[Segmentation mask data]
────
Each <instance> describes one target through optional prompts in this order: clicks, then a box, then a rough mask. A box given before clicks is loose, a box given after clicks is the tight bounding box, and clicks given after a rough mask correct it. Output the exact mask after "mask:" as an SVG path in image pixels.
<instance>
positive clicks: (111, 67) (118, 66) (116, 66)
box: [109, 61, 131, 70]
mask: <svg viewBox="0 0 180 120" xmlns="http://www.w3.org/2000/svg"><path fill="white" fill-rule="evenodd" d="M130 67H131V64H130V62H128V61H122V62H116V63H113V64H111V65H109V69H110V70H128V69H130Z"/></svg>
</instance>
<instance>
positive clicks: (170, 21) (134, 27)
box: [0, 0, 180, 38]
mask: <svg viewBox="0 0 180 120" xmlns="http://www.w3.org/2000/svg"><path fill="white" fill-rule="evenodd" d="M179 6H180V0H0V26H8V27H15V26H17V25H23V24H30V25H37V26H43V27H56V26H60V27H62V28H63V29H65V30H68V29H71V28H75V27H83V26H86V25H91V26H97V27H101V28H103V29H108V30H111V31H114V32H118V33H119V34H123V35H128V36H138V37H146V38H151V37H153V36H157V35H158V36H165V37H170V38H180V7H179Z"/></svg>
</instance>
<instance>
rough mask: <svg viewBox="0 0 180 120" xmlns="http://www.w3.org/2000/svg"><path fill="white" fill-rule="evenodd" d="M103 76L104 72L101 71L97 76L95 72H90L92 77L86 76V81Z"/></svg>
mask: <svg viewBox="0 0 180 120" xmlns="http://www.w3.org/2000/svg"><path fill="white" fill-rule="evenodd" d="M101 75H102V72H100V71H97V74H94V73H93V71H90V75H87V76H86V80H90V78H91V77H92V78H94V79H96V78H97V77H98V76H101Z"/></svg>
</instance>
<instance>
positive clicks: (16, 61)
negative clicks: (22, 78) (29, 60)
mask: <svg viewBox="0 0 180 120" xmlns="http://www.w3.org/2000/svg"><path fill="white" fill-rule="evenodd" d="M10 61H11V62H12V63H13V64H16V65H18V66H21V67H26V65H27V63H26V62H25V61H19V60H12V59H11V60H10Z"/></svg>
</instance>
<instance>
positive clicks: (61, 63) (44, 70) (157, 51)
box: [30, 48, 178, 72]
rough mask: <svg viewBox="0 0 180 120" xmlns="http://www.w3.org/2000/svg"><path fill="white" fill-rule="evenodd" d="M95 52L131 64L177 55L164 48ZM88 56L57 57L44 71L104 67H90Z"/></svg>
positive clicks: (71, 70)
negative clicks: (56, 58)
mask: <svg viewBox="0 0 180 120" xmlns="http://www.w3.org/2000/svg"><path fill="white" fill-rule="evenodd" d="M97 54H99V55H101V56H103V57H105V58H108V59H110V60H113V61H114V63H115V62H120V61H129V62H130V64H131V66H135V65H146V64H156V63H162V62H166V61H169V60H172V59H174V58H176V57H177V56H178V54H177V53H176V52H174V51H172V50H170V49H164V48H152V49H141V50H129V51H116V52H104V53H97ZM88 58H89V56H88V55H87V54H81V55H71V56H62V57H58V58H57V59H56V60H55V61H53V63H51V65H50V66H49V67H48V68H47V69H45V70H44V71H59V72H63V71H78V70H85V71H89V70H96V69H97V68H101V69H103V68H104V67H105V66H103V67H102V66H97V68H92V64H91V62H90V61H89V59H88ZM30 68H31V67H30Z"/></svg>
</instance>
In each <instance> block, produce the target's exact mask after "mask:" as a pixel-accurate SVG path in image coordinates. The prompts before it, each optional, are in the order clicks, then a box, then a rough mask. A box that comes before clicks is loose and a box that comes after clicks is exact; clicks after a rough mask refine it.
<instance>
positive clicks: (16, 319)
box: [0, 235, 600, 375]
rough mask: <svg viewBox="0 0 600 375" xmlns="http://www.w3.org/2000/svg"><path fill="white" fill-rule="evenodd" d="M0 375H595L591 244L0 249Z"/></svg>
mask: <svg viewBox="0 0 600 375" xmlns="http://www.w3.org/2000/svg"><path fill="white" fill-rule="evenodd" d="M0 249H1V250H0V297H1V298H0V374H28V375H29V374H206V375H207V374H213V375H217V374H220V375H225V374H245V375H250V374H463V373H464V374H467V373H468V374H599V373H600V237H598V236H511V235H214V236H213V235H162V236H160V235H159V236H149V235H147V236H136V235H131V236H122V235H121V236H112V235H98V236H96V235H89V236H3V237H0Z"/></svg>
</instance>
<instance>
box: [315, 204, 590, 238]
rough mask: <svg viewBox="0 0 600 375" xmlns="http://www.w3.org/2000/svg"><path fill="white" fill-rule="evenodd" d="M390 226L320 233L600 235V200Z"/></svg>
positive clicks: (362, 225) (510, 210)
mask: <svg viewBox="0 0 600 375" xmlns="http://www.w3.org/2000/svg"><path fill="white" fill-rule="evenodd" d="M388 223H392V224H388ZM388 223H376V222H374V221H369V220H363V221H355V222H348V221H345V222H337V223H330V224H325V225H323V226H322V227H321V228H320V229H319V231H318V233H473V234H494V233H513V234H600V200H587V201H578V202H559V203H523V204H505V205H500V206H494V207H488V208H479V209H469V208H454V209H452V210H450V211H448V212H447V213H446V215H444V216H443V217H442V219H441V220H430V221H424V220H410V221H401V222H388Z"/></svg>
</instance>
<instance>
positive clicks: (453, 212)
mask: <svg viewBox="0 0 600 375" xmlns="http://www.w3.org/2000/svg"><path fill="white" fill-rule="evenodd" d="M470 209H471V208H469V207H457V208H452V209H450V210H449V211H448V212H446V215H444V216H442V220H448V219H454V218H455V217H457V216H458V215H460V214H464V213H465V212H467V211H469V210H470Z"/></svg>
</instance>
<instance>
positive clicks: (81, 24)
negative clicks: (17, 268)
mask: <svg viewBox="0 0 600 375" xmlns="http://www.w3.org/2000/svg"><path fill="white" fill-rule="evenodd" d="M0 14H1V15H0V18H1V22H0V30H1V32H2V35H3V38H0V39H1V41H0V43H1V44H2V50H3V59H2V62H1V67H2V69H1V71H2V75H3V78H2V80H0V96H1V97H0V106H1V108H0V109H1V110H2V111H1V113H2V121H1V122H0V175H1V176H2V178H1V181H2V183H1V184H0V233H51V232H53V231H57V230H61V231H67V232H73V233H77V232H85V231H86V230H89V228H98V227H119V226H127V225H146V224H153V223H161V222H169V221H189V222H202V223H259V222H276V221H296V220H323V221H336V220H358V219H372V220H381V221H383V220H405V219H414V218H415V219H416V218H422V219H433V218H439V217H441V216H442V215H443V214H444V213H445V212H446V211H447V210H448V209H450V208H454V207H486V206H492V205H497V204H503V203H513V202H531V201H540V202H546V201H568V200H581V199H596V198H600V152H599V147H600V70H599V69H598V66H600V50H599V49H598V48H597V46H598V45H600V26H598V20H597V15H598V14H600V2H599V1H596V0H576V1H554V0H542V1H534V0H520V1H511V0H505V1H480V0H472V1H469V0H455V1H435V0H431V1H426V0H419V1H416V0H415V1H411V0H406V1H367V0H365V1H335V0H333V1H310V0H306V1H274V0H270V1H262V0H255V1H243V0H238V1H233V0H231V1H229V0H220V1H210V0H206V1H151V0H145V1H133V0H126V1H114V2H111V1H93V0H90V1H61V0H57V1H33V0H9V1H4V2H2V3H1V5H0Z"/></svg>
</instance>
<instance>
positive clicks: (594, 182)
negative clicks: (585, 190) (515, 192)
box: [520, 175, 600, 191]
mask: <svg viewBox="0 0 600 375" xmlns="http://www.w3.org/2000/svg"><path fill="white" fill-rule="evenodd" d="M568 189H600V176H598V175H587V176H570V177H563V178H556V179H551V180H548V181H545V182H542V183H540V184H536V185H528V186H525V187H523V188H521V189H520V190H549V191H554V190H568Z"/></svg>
────
*EXERCISE AIM*
Please turn the data from its first line through the line holding "box: [30, 48, 178, 72]", inclusive, into a numbered list, leaving out any blank lines.

*RESULT*
1. Each <instance> describes one target through optional prompts in this order: clicks, then a box, then a rough mask. A box given before clicks is loose, a box given after clicks is the tight bounding box, and clicks given after a rough mask correct it. Output the exact mask after "mask:" as an SVG path in image pixels.
2. <instance>
3. positive clicks: (111, 67) (118, 66) (116, 66)
4. box: [109, 61, 131, 70]
5. mask: <svg viewBox="0 0 180 120" xmlns="http://www.w3.org/2000/svg"><path fill="white" fill-rule="evenodd" d="M130 67H131V64H130V62H128V61H122V62H116V63H113V64H111V65H109V69H110V70H128V69H130Z"/></svg>
6. </instance>
7. <instance>
8. positive clicks: (170, 21) (134, 27)
9. box: [0, 0, 180, 38]
10. mask: <svg viewBox="0 0 180 120" xmlns="http://www.w3.org/2000/svg"><path fill="white" fill-rule="evenodd" d="M179 6H180V0H0V26H8V27H15V26H17V25H23V24H30V25H37V26H43V27H56V26H60V27H62V28H63V29H65V30H68V29H71V28H75V27H83V26H86V25H91V26H97V27H101V28H103V29H108V30H111V31H114V32H118V33H119V34H123V35H128V36H138V37H146V38H151V37H153V36H157V35H158V36H165V37H170V38H180V7H179Z"/></svg>
11. </instance>
12. <instance>
13. rough mask: <svg viewBox="0 0 180 120" xmlns="http://www.w3.org/2000/svg"><path fill="white" fill-rule="evenodd" d="M103 76L104 72L101 71L97 76L95 72H90L92 77L86 76V81Z"/></svg>
14. mask: <svg viewBox="0 0 180 120" xmlns="http://www.w3.org/2000/svg"><path fill="white" fill-rule="evenodd" d="M101 75H102V72H100V71H97V74H94V73H93V71H90V75H87V76H86V80H90V78H91V77H92V78H94V79H96V78H97V77H98V76H101Z"/></svg>
15. </instance>
16. <instance>
17. positive clicks: (16, 61)
18. negative clicks: (22, 78) (29, 60)
19. mask: <svg viewBox="0 0 180 120" xmlns="http://www.w3.org/2000/svg"><path fill="white" fill-rule="evenodd" d="M10 61H11V62H12V63H13V64H16V65H18V66H21V67H26V65H27V63H26V62H25V61H19V60H12V59H11V60H10Z"/></svg>
20. </instance>
21. <instance>
22. positive clicks: (61, 63) (44, 70) (157, 51)
23. box: [30, 48, 178, 72]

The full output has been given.